◆ SUPPLIED RECORDS ◆
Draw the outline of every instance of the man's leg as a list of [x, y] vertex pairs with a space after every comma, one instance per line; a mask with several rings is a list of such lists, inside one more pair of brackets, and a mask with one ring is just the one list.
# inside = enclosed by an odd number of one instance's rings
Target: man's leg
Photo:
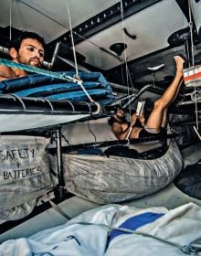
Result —
[[169, 87], [164, 91], [161, 98], [154, 102], [153, 109], [146, 122], [146, 127], [148, 129], [153, 129], [153, 133], [160, 132], [161, 126], [164, 126], [164, 122], [166, 122], [167, 107], [175, 99], [175, 96], [177, 96], [182, 84], [183, 64], [185, 61], [179, 56], [175, 57], [175, 60], [176, 64], [176, 73], [175, 79]]

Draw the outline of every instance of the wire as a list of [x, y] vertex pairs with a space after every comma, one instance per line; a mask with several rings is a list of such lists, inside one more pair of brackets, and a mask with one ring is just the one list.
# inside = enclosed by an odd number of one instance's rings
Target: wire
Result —
[[[194, 38], [193, 38], [193, 22], [192, 22], [192, 13], [191, 13], [191, 3], [190, 0], [188, 0], [188, 11], [189, 11], [189, 27], [190, 27], [190, 38], [191, 38], [191, 55], [192, 55], [192, 65], [194, 68], [195, 72], [195, 59], [194, 59]], [[194, 91], [195, 91], [195, 96], [196, 95], [196, 85], [194, 80]], [[195, 109], [196, 109], [196, 130], [199, 129], [199, 122], [198, 122], [198, 108], [197, 108], [197, 101], [196, 97], [195, 97]]]

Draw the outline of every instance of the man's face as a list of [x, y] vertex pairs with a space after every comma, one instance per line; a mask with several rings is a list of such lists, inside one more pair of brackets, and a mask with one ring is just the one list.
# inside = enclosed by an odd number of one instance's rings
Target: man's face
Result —
[[26, 38], [22, 40], [18, 52], [14, 52], [12, 57], [18, 63], [40, 67], [44, 60], [44, 48], [37, 39]]
[[116, 116], [120, 119], [125, 119], [125, 112], [122, 109], [118, 109], [116, 112]]

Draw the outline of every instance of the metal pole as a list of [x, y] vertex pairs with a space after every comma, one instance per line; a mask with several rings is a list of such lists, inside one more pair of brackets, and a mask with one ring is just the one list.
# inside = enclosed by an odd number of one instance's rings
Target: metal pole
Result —
[[61, 132], [60, 128], [56, 131], [56, 146], [57, 146], [57, 164], [58, 164], [58, 187], [57, 194], [59, 198], [64, 197], [64, 171], [63, 171], [63, 159], [61, 151]]

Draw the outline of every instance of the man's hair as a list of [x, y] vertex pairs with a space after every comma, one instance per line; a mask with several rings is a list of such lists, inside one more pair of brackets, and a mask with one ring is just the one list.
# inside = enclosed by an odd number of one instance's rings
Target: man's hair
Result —
[[22, 41], [26, 38], [36, 39], [43, 46], [43, 48], [45, 48], [45, 41], [42, 37], [40, 37], [35, 32], [21, 31], [17, 34], [16, 37], [11, 41], [10, 48], [15, 48], [15, 49], [18, 51]]

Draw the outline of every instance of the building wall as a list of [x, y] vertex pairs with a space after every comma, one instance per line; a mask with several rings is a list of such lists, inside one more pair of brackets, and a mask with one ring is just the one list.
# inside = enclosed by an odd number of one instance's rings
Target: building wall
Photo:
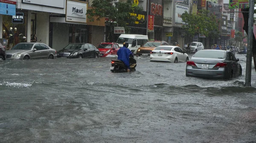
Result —
[[92, 26], [92, 44], [97, 47], [102, 42], [104, 42], [104, 27]]
[[49, 16], [48, 13], [37, 14], [36, 34], [38, 42], [49, 44]]
[[53, 22], [53, 24], [52, 48], [58, 50], [69, 44], [69, 27], [64, 23]]

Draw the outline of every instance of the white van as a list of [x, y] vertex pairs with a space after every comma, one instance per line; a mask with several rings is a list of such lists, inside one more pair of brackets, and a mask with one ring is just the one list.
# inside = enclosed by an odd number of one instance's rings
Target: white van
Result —
[[116, 43], [121, 48], [123, 47], [123, 44], [125, 42], [127, 42], [129, 43], [128, 48], [130, 50], [134, 50], [134, 54], [135, 55], [136, 54], [138, 48], [148, 41], [148, 35], [122, 34], [118, 38]]

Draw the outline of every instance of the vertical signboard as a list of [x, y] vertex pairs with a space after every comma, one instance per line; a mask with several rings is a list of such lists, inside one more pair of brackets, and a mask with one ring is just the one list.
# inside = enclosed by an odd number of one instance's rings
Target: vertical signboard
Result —
[[235, 38], [235, 29], [231, 30], [231, 38]]
[[249, 8], [249, 0], [229, 0], [230, 9]]
[[154, 15], [148, 15], [148, 29], [149, 31], [154, 31]]
[[182, 21], [181, 15], [187, 11], [188, 12], [189, 7], [180, 5], [176, 5], [176, 11], [175, 11], [175, 24], [182, 25], [185, 24]]

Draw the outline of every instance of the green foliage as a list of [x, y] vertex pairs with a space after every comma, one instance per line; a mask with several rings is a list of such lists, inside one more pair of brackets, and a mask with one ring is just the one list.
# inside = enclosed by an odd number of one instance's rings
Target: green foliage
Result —
[[127, 22], [135, 22], [137, 18], [130, 13], [142, 10], [131, 0], [128, 0], [125, 3], [116, 2], [114, 0], [94, 0], [92, 7], [93, 8], [87, 10], [86, 13], [88, 20], [93, 21], [93, 17], [98, 17], [97, 20], [103, 17], [108, 18], [109, 20], [106, 22], [107, 25], [113, 26], [114, 24], [111, 23], [114, 22], [118, 26], [125, 27], [126, 31], [129, 30]]
[[240, 31], [238, 31], [236, 33], [236, 37], [235, 37], [235, 41], [236, 42], [242, 42], [243, 39], [246, 38], [247, 36], [243, 36], [243, 33]]
[[186, 23], [182, 28], [189, 36], [193, 36], [196, 34], [200, 34], [207, 37], [217, 36], [219, 31], [220, 20], [216, 16], [209, 13], [206, 10], [199, 10], [197, 14], [189, 14], [187, 12], [181, 15], [182, 20]]

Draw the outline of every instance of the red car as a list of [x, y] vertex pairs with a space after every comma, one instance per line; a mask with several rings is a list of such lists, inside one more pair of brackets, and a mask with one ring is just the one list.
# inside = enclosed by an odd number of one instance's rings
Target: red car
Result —
[[99, 50], [99, 56], [105, 57], [108, 55], [117, 55], [119, 47], [116, 43], [102, 42], [97, 47]]

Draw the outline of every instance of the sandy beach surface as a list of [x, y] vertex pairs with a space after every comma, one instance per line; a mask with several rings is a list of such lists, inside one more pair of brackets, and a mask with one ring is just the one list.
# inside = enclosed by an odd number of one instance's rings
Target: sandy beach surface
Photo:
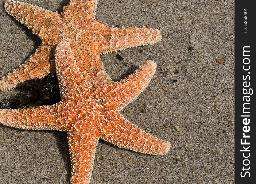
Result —
[[[59, 13], [69, 1], [21, 1]], [[0, 77], [23, 63], [41, 43], [6, 12], [5, 2], [0, 7]], [[101, 59], [115, 81], [146, 59], [157, 63], [148, 86], [122, 113], [172, 145], [166, 155], [154, 156], [100, 140], [90, 183], [234, 183], [234, 6], [227, 0], [99, 0], [97, 20], [161, 31], [158, 43]], [[220, 64], [216, 59], [225, 61]], [[20, 90], [0, 92], [0, 100]], [[0, 125], [0, 183], [69, 183], [66, 133]]]

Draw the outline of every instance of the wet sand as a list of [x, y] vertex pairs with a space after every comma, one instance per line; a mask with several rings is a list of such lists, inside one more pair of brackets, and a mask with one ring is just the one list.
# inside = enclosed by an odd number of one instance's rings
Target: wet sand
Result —
[[[6, 13], [5, 1], [0, 9], [0, 77], [24, 63], [41, 43]], [[68, 1], [24, 2], [60, 12]], [[161, 32], [159, 43], [101, 59], [115, 81], [146, 59], [157, 63], [148, 86], [122, 112], [172, 145], [167, 154], [157, 156], [100, 141], [90, 183], [234, 183], [234, 3], [99, 0], [97, 20]], [[123, 60], [118, 60], [117, 54]], [[225, 61], [220, 64], [217, 58]], [[10, 99], [19, 90], [0, 92], [0, 100]], [[69, 183], [66, 133], [1, 125], [0, 144], [0, 183]]]

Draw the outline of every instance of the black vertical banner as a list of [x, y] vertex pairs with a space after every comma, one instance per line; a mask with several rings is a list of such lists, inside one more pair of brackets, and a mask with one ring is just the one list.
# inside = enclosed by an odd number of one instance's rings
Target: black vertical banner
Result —
[[235, 2], [235, 182], [256, 183], [256, 9]]

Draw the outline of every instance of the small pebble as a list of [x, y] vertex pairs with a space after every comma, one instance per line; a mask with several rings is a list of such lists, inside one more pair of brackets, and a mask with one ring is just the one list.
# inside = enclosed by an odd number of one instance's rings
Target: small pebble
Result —
[[179, 73], [179, 70], [178, 70], [178, 69], [176, 69], [176, 70], [175, 70], [175, 71], [174, 71], [174, 74], [177, 74], [178, 73]]
[[190, 51], [192, 51], [195, 50], [195, 49], [192, 47], [189, 47], [188, 48], [188, 50]]
[[219, 63], [219, 64], [223, 64], [224, 61], [226, 61], [225, 59], [216, 59], [216, 61]]
[[180, 127], [177, 125], [175, 125], [174, 127], [175, 130], [177, 130], [178, 132], [180, 132]]
[[117, 54], [115, 56], [118, 60], [120, 60], [120, 61], [122, 61], [123, 59], [122, 57], [122, 56], [120, 56], [119, 54]]

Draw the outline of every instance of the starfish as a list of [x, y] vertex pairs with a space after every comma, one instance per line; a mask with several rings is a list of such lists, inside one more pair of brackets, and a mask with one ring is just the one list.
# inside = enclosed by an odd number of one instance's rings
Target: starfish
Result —
[[145, 132], [119, 112], [147, 86], [155, 63], [147, 60], [120, 82], [95, 87], [79, 71], [68, 42], [58, 45], [55, 57], [61, 101], [33, 109], [0, 109], [0, 123], [26, 129], [67, 132], [72, 184], [89, 182], [99, 138], [138, 152], [167, 152], [169, 143]]
[[119, 28], [95, 20], [97, 1], [70, 0], [61, 14], [18, 1], [6, 2], [7, 12], [32, 29], [42, 41], [27, 61], [2, 78], [0, 89], [13, 88], [25, 81], [40, 79], [52, 72], [54, 51], [62, 41], [70, 43], [80, 71], [95, 86], [113, 82], [103, 68], [101, 54], [161, 41], [160, 32], [156, 29]]

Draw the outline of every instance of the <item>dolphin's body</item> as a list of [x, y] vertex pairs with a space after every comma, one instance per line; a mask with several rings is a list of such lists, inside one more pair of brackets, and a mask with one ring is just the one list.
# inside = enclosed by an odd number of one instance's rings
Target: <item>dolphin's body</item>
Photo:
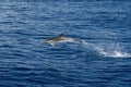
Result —
[[81, 39], [64, 37], [63, 34], [60, 34], [58, 37], [48, 38], [45, 40], [45, 44], [49, 44], [55, 47], [55, 44], [58, 42], [81, 42]]

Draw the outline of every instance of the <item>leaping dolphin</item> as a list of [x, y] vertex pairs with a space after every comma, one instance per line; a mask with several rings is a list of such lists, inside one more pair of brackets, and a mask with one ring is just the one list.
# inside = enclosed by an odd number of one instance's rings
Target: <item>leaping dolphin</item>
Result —
[[63, 34], [60, 34], [57, 37], [51, 37], [46, 39], [44, 42], [55, 47], [55, 44], [58, 44], [58, 42], [81, 42], [81, 41], [82, 41], [81, 39], [64, 37]]

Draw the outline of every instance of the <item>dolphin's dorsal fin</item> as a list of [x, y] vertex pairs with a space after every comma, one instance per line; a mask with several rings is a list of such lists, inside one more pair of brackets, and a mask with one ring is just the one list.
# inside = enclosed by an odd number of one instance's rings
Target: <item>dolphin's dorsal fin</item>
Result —
[[63, 34], [60, 34], [58, 37], [62, 37], [63, 36]]

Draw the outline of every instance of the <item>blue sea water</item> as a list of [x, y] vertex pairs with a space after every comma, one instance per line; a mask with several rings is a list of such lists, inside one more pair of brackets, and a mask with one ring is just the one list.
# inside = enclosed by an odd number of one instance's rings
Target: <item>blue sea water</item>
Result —
[[131, 1], [2, 0], [0, 87], [131, 87]]

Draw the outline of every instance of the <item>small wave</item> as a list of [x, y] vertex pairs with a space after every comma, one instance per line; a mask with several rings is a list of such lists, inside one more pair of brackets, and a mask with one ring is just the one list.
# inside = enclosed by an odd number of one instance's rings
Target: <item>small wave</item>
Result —
[[131, 58], [130, 53], [127, 52], [121, 52], [121, 51], [114, 51], [114, 52], [100, 52], [105, 57], [110, 57], [110, 58]]
[[[93, 44], [90, 44], [90, 42], [86, 42], [84, 40], [82, 40], [82, 44], [88, 48], [88, 49], [92, 49], [92, 50], [95, 50], [97, 51], [100, 55], [104, 55], [104, 57], [109, 57], [109, 58], [131, 58], [131, 53], [127, 53], [127, 52], [121, 52], [120, 50], [118, 50], [118, 48], [120, 47], [117, 47], [116, 49], [107, 49], [106, 51], [104, 50], [104, 48], [102, 47], [98, 47], [96, 45], [93, 45]], [[114, 47], [115, 48], [115, 47]]]

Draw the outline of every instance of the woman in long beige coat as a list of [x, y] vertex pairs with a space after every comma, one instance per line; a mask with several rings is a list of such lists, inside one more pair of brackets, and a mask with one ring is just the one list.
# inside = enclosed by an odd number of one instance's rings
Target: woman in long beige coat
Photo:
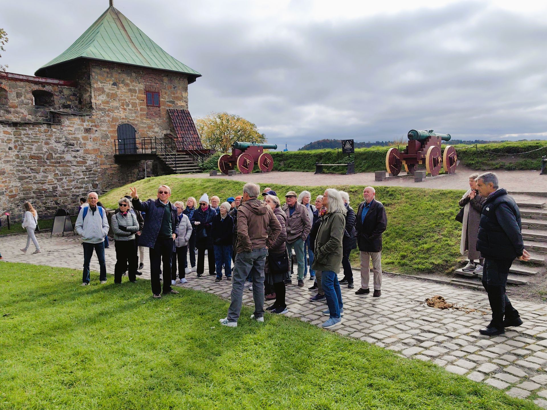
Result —
[[[480, 253], [476, 250], [477, 234], [479, 233], [479, 222], [480, 221], [482, 204], [486, 200], [476, 190], [475, 178], [478, 174], [469, 175], [469, 189], [459, 200], [459, 206], [463, 207], [463, 222], [462, 224], [462, 240], [459, 244], [459, 251], [462, 255], [467, 255], [469, 262], [462, 270], [473, 272], [475, 274], [482, 273], [484, 259], [481, 257]], [[478, 265], [475, 261], [479, 260]]]

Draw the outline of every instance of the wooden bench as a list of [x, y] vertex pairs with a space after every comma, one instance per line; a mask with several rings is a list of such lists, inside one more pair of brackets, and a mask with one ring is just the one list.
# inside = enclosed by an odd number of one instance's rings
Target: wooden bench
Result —
[[351, 162], [347, 163], [322, 163], [321, 162], [315, 163], [315, 173], [322, 174], [323, 167], [347, 167], [346, 175], [348, 174], [355, 173], [355, 162]]

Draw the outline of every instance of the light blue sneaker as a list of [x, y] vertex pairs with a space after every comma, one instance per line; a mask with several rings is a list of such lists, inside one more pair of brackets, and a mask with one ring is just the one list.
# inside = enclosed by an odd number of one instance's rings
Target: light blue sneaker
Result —
[[331, 318], [323, 324], [323, 328], [324, 329], [328, 329], [330, 327], [334, 327], [334, 326], [340, 324], [341, 323], [341, 318], [339, 318], [339, 319], [336, 319], [336, 318]]
[[[326, 311], [323, 311], [323, 314], [325, 315], [325, 316], [330, 316], [330, 311], [328, 309]], [[344, 316], [344, 308], [340, 309], [340, 316]]]

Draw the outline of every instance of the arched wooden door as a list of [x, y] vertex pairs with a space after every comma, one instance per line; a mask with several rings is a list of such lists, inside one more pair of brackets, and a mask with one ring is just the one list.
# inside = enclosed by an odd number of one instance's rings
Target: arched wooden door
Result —
[[131, 124], [118, 126], [118, 154], [137, 153], [137, 132]]

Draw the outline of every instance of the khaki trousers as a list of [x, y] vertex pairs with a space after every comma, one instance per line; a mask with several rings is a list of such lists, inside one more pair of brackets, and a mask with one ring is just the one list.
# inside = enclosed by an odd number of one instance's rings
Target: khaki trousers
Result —
[[370, 274], [370, 259], [373, 260], [373, 273], [374, 275], [374, 290], [380, 290], [382, 286], [382, 251], [380, 252], [359, 252], [361, 259], [361, 289], [369, 289]]

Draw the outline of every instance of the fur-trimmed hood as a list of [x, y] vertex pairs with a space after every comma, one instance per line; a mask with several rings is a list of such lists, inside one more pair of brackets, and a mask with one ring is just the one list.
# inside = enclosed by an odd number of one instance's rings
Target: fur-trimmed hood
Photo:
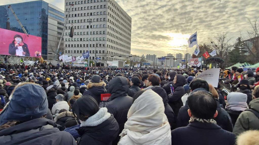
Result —
[[89, 89], [93, 87], [105, 87], [106, 86], [106, 84], [104, 82], [100, 82], [98, 83], [93, 83], [90, 82], [87, 85], [87, 89]]
[[75, 116], [74, 116], [74, 115], [73, 114], [73, 112], [72, 112], [66, 111], [66, 112], [63, 112], [62, 113], [59, 114], [59, 115], [54, 118], [54, 121], [55, 122], [56, 122], [57, 120], [61, 118], [67, 116], [70, 116], [72, 117], [75, 117]]
[[259, 142], [259, 131], [249, 130], [240, 135], [236, 140], [237, 145], [254, 145]]

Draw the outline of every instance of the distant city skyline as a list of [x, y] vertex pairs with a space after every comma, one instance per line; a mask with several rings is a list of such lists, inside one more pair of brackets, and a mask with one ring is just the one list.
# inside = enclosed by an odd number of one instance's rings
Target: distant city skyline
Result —
[[[63, 0], [44, 0], [64, 10]], [[131, 53], [139, 56], [183, 54], [186, 48], [180, 46], [196, 31], [199, 44], [227, 32], [233, 43], [240, 31], [250, 28], [248, 19], [259, 16], [259, 3], [254, 0], [115, 0], [132, 18]], [[0, 5], [31, 1], [1, 1]]]

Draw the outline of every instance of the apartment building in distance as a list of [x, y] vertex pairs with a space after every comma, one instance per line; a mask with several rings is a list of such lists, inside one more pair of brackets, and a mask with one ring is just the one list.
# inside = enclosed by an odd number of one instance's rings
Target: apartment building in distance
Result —
[[[74, 6], [69, 14], [70, 4]], [[65, 54], [82, 56], [90, 46], [90, 61], [105, 66], [113, 60], [124, 61], [130, 55], [131, 18], [114, 0], [65, 0], [65, 15], [68, 18], [64, 37]], [[88, 22], [90, 19], [90, 24]]]

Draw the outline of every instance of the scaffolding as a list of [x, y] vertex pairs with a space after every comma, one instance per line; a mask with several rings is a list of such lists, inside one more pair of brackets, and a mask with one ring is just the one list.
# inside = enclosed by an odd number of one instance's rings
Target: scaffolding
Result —
[[[25, 63], [25, 64], [28, 65], [33, 65], [33, 63], [32, 63], [32, 62], [34, 62], [36, 59], [34, 58], [34, 57], [32, 57], [7, 55], [7, 57], [8, 58], [7, 63], [5, 63], [4, 58], [6, 56], [6, 55], [0, 54], [0, 58], [2, 59], [3, 62], [5, 64], [10, 64], [13, 66], [15, 64], [21, 64], [22, 63], [23, 63], [21, 62], [20, 61], [21, 59], [23, 59], [23, 62]], [[30, 63], [29, 62], [31, 62]]]

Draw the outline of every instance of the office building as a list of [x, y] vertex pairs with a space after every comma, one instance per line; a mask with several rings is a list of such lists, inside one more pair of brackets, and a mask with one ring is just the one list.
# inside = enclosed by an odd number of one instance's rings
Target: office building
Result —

◆ TASK ◆
Could you give the listing, from the line containing "Draw the outline of every instance of the white" down to and including the line containing "25], [185, 24]]", as a two-column CSV with the headers instruction and response, one row for each instruction and its response? Put each field in quotes and turn any line breaks within a field into spaces.

◆ WRITTEN ANSWER ◆
instruction,response
"Draw the outline of every instance of the white van as a list of [x, y] vertex pairs with a space after every comma, one instance per line; a mask with several rings is a list of such lists, inside one more pair of brackets, and a mask with one ring is just the one list. # inside = enclosed by an odd number of one instance's rings Target: white van Result —","[[116, 43], [121, 48], [123, 47], [123, 44], [125, 42], [127, 42], [129, 43], [128, 48], [130, 50], [134, 50], [134, 54], [135, 55], [136, 54], [138, 48], [148, 41], [148, 35], [122, 34], [118, 38]]"
"Draw the outline of every instance of the vertical signboard as a list of [x, y] vertex pairs with a space after every comma, one instance per line; a mask with several rings is a list of such lists, inside one more pair of brackets, and a mask with one ring is just the one list. # inside = enclosed by an odd number of one instance's rings Target: vertical signboard Result —","[[235, 38], [235, 29], [231, 30], [231, 38]] [[249, 8], [249, 0], [229, 0], [230, 9]] [[154, 15], [148, 15], [148, 29], [149, 31], [154, 31]] [[182, 21], [181, 15], [187, 11], [188, 12], [189, 7], [180, 5], [176, 5], [176, 11], [175, 11], [175, 24], [182, 25], [185, 24]]"